- [Fragmento]:
El presidente Emmanuel Macron, en su sempiterno estado de desconexión con la realidad, parecía no entender cómo, si la economía va bien (sin entrar en detalles, claro está), la gente salía igualmente a romper todo y a tratar de asesinar a las mujeres e hijos de los alcaldes. Se unió así a la cacofonía desorientada de atribución de responsabilidades, señalando con el dedito esta vez a los tutores, padres y encargados de las bendis de las cités, culpando a las redes sociales y, al mejor estilo bananero, amenazando con un corte de Internet si los disturbios no cesaban.

El “toque” francés

Es innegable que una (o muchas) fracturas sociales existen en Francia. Posiblemente siempre hayan existido, como lo transparenta la letra de la famosa Marsellesa, la oda revolucionaria devenida himno nacional, que en su letra llama a las armas a los ciudadanos a fin de matar a los tiranos que “vienen hasta vuestros mismos brazos a degollar a vuestros hijos y esposas” y masacrar a las “hordas extranjeras” para inundar con su sangre impura los surcos de la tierra francesa. Lo que es discutible es que esa(s) fractura(s) sean de un solo color, o que responsan a una sola y tranquilizadora explicación dependiendo del signo ideológico del explicador.

En los diez años que llevo viviendo en Francia he visto azorada cómo de las protestas y desmanes violentos, vandalismo y pillaje en Francia se sirven blancos, negros y todos los colores por igual, cuando les cuadra en sus agendas o cuando la presión sube por algún conflicto particular. Los eternos paros de transporte, las quejas estudiantiles por la reforma educativa, la crisis de los Chalecos Amarillos, las protestas por la reforma jubilatoria, pero también los desmanes y saqueos cuando el PSG perdió la final de la Liga de Campeones son algunos de los ejemplos que me vienen rápidamente a la memoria.

- [Registros proporcionados]:
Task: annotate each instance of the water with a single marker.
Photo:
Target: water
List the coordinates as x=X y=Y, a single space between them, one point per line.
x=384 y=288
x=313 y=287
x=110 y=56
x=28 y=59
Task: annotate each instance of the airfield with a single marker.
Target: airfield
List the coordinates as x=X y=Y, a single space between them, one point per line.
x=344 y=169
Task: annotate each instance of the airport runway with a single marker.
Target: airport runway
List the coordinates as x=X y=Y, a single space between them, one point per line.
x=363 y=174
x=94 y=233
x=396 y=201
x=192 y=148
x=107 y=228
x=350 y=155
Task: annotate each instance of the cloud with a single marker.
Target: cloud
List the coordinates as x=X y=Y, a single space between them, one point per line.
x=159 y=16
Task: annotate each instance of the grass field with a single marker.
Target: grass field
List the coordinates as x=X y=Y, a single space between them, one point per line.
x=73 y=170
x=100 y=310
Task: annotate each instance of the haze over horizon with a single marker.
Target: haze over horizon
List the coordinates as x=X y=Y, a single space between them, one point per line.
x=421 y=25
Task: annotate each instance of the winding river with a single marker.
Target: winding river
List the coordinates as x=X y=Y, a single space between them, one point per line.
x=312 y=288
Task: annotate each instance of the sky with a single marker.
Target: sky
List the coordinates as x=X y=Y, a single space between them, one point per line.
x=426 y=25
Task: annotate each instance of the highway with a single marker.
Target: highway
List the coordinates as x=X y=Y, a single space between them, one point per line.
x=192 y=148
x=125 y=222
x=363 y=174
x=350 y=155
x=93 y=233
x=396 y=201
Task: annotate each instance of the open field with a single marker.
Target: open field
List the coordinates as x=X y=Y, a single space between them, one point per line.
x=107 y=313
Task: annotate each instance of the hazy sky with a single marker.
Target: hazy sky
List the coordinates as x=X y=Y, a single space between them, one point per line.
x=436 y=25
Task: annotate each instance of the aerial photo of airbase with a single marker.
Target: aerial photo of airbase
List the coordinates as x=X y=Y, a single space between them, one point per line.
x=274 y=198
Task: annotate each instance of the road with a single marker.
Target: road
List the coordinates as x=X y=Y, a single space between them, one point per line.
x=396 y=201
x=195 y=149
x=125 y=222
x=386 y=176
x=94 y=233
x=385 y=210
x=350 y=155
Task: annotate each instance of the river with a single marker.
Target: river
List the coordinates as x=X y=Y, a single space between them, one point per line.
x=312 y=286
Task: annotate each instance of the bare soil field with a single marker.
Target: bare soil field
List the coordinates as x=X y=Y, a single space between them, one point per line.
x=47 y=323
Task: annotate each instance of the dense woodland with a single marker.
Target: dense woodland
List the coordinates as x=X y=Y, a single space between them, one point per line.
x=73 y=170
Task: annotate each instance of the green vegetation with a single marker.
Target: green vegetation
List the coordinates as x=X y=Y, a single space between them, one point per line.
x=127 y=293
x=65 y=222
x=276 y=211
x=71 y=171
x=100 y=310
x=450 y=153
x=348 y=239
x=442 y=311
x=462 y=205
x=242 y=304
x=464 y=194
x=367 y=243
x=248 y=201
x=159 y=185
--
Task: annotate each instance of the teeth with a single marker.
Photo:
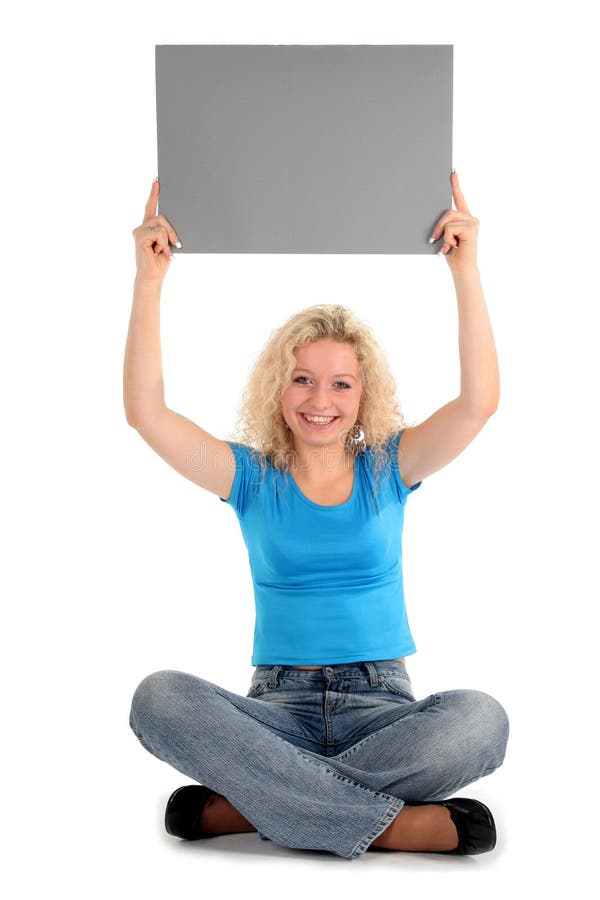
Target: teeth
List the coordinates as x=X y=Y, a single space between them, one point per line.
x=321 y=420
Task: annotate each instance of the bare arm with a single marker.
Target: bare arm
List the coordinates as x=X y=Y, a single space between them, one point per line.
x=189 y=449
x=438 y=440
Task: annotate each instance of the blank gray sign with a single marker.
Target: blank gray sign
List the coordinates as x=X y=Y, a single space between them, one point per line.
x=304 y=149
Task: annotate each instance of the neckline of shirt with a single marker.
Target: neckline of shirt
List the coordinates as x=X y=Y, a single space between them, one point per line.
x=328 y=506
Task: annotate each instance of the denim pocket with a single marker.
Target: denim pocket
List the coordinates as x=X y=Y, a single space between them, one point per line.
---
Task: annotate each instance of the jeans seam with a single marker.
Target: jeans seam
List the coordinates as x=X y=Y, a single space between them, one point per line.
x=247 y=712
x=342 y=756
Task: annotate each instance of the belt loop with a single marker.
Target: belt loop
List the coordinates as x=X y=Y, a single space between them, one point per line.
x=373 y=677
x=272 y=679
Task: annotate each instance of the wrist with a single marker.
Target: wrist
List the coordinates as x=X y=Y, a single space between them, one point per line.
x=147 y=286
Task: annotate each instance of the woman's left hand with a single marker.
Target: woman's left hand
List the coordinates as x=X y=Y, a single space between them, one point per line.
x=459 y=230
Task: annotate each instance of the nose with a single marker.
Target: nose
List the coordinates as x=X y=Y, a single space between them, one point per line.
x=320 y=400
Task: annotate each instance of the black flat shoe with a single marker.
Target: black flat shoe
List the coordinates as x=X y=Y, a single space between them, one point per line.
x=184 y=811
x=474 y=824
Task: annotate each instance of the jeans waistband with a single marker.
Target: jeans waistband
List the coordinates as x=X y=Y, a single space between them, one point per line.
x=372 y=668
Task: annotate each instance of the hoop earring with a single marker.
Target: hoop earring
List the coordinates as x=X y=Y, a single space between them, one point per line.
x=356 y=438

- [Acciones requeridas]:
#1 Enumera todos los casos de protestas y desmanes en Francia que el fragmento presenta como los que vienen rápidamente a la memoria.
#2 Cita sin cambios las líneas de los registros que van desde la que contiene "Task: annotate each instance of the nose" hasta la que contiene "x=320 y=400", ambas incluidas.
Los registros no guardan ninguna relación con el fragmento.

- [Soluciones]:
#1
- Los eternos paros de transporte
- Las quejas estudiantiles por la reforma educativa
- La crisis de los Chalecos Amarillos
- Las protestas por la reforma jubilatoria
- Los desmanes y saqueos cuando el PSG perdió la final de la Liga de Campeones

#2
Task: annotate each instance of the nose with a single marker.
Target: nose
List the coordinates as x=X y=Y, a single space between them, one point per line.
x=320 y=400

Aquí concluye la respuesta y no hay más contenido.